>> START EXTRACTED TEXT

Meanwhile, Vince Gilligan says he has the appetite for more BB spin-offs. Any suggestions? Or should he quit while he's ahead?
 
Just like with Walt, we have less and less sympathy for Saul as the show gets closer to its finale.

Meanwhile, Vince Gilligan says he has the appetite for more BB spin-offs. Any suggestions? Or should he quit while he's ahead?
I don't know if they have enough in the tank for an entire show, but a movie on the Salamancas would be cool. Get an idea of how they got their start with Eladio.
 
Just like with Walt, we have less and less sympathy for Saul as the show gets closer to its finale.

Meanwhile, Vince Gilligan says he has the appetite for more BB spin-offs. Any suggestions? Or should he quit while he's ahead?
Depending on what happens these last two episodes, a Kim Wexler spin-off would offer possibilities. It could essentially run parallel to Breaking Bad (timeline-wise) but be completely independent of it from a story standpoint. It would be interesting to see what sort of life she leads without Jimmy’s “bad” influence.
 
Depending on what happens these last two episodes, a Kim Wexler spin-off would offer possibilities. It could essentially run parallel to Breaking Bad (timeline-wise) but be completely independent of it from a story standpoint. It would be interesting to see what sort of life she leads without Jimmy’s “bad” influence.
But wasn’t she dodgy without Jimmy anyway? The whole scam thing with her mother flashback? Tbh I don’t know where this going I have zero expectations at this point but I’m buckled up and ready to go.
 
But wasn’t she dodgy without Jimmy anyway? The whole scam thing with her mother flashback? Tbh I don’t know where this going I have zero expectations at this point but I’m buckled up and ready to go.

I think she was trying to go straight (doing the "honourable lawyer thing" to atone for past mistakes) and being with Jimmy kept rekindling the bad side of her.

Much as I love the series, I still feel Howard's character assassination was too much for no good reason, and seemed to come out of nowhere. And she was the driving force behind that.

I'm wondering if that was a plot point from early on when Howard, not Chuck, was intended to be Jimmy's nemesis.
 
I don't know if they have enough in the tank for an entire show, but a movie on the Salamancas would be cool. Get an idea of how they got their start with Eladio.

>> END EXTRACTED TEXT
>> START GIVEN RECORDS

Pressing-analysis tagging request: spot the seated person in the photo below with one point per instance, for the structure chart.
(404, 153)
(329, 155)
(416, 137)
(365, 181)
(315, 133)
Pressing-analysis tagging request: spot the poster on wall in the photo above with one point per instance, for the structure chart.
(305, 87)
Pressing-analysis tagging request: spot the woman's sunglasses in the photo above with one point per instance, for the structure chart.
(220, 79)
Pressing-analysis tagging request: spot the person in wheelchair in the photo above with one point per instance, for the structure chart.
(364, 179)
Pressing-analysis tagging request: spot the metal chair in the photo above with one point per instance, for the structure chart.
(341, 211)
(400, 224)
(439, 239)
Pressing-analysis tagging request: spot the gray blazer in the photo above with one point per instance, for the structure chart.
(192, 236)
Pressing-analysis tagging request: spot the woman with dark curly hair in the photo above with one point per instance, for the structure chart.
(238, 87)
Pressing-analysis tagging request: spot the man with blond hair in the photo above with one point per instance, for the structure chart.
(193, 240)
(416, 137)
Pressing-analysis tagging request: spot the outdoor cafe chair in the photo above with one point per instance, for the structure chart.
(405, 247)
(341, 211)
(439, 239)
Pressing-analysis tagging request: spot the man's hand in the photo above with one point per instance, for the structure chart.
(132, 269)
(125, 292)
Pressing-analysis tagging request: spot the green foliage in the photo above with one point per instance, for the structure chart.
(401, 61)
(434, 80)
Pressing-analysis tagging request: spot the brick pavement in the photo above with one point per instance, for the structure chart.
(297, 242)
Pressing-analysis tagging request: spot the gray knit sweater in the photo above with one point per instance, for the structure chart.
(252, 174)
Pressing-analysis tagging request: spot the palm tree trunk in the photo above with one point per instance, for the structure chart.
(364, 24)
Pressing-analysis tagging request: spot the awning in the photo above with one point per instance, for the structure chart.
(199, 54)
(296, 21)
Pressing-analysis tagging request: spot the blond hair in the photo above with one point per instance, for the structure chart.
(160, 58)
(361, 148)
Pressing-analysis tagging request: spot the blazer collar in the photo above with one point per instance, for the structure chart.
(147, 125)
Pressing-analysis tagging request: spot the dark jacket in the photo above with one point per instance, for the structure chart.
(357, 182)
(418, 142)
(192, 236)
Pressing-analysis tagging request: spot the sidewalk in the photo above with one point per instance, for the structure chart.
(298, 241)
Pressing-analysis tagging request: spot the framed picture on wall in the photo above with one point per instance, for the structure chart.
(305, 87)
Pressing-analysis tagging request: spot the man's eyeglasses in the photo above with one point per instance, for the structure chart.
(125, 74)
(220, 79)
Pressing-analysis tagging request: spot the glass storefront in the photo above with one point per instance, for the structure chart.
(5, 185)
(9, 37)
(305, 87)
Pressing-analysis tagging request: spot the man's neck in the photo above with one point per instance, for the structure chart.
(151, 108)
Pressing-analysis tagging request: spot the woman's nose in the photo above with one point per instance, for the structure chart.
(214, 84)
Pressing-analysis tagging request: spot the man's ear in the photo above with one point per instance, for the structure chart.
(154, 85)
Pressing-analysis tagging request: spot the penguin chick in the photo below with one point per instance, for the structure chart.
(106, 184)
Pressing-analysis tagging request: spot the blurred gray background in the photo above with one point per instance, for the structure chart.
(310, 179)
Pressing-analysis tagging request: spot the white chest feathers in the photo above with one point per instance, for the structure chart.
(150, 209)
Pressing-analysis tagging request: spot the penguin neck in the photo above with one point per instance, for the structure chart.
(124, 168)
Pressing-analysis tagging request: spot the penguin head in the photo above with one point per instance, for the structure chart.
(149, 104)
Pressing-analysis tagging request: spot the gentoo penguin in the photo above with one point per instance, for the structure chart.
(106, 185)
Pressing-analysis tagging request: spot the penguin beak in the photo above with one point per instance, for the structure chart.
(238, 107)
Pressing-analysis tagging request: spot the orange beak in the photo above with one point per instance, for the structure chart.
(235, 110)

>> END GIVEN RECORDS

# SET EXERCISE
Answer these questions from the thread on Breaking Bad spin-offs:
1. What subject does one reply propose for a movie?
2. Whose spin-off could run parallel to Breaking Bad in its timeline?
3. Whose character assassination does one reply call too much?

# ANSWER
1. The Salamancas, showing how they got their start with Eladio.
2. Kim Wexler's.
3. Howard's.